*Instrucción A*
Copia sin cambios la parte del fragmento sobre técnicas de augmentation que empieza en las palabras que contienen "Celda 16: Data" y se detiene después de "model.generate_translation(text, src_lang, intermediate_lang)".
*Instrucción B*
Prosigue el fragmento sobre técnicas de augmentation a partir de su última línea.

*Fragmento citado*
= = = = = = =

Celda 16: Data augmentation para mejorar el entrenamiento

In [None]:
import random

class DataAugmentation:
    """Técnicas de augmentation para datos de traducción"""

    @staticmethod
    def back_translation(text, model, src_lang, tgt_lang, intermediate_lang='eng_Latn'):
        """Traducción ida y vuelta para generar variaciones"""
        # Traducir a idioma intermedio
        intermediate = model.generate_translation(text, src_lang, intermediate_lang)
        # Traducir de vuelta
        back_translated = model.generate_translation(intermediate, intermediate_lang, src_lang)
        return back_translated

    @staticmethod
    def token_dropout(text, dropout_prob=0.1):
        """Elimina tokens aleatoriamente"""
        tokens = text.split()
        kept_tokens = [token for token in tokens if random.random() > dropout_prob]
        return ' '.join(kept_tokens) if kept_tokens else text

    @staticmethod
    def token_shuffle(text, shuffle_distance=3):
        """Mezcla tokens dentro de una ventana"""
        tokens = text.split()
        for i in range(len(tokens)):
            j = min(len(tokens) - 1, i + random.randint(0, shuffle_distance))

= = = = = = =

*Material proporcionado*
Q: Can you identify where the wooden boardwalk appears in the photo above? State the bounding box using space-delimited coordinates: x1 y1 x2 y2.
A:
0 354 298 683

= = = = = = =

*Resultado final A*
Celda 16: Data augmentation para mejorar el entrenamiento

In [None]:
import random

class DataAugmentation:
    """Técnicas de augmentation para datos de traducción"""

    @staticmethod
    def back_translation(text, model, src_lang, tgt_lang, intermediate_lang='eng_Latn'):
        """Traducción ida y vuelta para generar variaciones"""
        # Traducir a idioma intermedio
        intermediate = model.generate_translation(text, src_lang, intermediate_lang)

*Resultado final B*
            if i != j:
                tokens[i], tokens[j] = tokens[j], tokens[i]
        return ' '.join(tokens)

    @staticmethod
    def synonym_replacement(text, replacement_prob=0.1):
        """Reemplaza palabras con sinónimos (simplificado)"""
        # Diccionario simple de sinónimos
        synonyms = {
            'good': ['great', 'excellent', 'nice'],
            'bad': ['poor', 'terrible', 'awful'],
            'big': ['large', 'huge', 'enormous'],
            'small': ['tiny', 'little', 'minute'],
            # Agregar más sinónimos según necesidad
        }

        tokens = text.split()
        augmented_tokens = []

        for token in tokens:
            token_lower = token.lower()
            if token_lower in synonyms and random.random() < replacement_prob:
                augmented_tokens.append(random.choice(synonyms[token_lower]))
            else:
                augmented_tokens.append(token)

        return ' '.join(augmented_tokens)

def augment_training_data(data_pairs, augmentation_factor=2):
    """Aumenta los datos de entrenamiento"""
    augmenter = DataAugmentation()
    augmented_pairs = []

    for source, target, src_lang, tgt_lang in data_pairs:
        # Agregar par original
        augmented_pairs.append((source, target, src_lang, tgt_lang))

        # Agregar variaciones
        for _ in range(augmentation_factor - 1):
            aug_method = random.choice([
                augmenter.token_dropout,
                augmenter.token_shuffle,
                augmenter.synonym_replacement
            ])

            aug_source = aug_method(source)
            augmented_pairs.append((aug_source, target, src_lang, tgt_lang))

    random.shuffle(augmented_pairs)
    return augmented_pairs

# Aumentar datos de entrenamiento
# augmented_train_pairs = augment_training_data(train_pairs, augmentation_factor=2)
# print(f"Original pairs: {len(train_pairs)}")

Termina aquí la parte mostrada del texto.